> **Exercise objective**
Pick out each line in the items below that contains the word "with", and copy those lines.

> **The input**
○ ○ ○ ○

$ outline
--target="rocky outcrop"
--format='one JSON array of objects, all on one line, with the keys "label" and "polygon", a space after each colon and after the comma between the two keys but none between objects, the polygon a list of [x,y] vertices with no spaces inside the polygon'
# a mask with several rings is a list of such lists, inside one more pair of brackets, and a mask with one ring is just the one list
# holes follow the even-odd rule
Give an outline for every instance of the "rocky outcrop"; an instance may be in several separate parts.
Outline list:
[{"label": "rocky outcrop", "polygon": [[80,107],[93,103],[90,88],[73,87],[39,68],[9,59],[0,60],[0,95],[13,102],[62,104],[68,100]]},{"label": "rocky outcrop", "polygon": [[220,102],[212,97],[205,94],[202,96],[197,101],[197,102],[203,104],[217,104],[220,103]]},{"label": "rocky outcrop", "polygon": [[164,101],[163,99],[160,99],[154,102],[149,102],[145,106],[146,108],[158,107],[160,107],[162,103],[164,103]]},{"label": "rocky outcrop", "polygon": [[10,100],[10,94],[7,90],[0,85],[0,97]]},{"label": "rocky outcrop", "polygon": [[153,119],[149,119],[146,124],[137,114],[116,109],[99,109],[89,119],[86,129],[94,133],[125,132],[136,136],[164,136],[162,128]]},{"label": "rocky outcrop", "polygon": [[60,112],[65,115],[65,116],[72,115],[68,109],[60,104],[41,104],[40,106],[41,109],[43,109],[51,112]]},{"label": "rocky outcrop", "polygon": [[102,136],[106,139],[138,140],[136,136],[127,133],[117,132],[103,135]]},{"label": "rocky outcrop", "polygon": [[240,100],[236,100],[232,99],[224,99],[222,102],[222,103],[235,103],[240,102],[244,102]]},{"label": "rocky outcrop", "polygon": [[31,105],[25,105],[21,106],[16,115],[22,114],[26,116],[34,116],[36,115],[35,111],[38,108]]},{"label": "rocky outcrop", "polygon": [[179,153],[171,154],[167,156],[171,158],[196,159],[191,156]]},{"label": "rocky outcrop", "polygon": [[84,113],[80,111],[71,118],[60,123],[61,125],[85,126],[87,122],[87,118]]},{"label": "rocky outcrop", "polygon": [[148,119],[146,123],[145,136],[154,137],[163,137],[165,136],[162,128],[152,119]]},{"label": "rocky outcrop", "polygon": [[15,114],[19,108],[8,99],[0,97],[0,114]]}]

○ ○ ○ ○

> **Exercise answer**
--format='one JSON array of objects, all on one line, with the keys "label" and "polygon", a space after each colon and after the comma between the two keys but none between objects, the polygon a list of [x,y] vertices with no spaces inside the polygon'
# a mask with several rings is a list of such lists, inside one more pair of brackets, and a mask with one ring is just the one list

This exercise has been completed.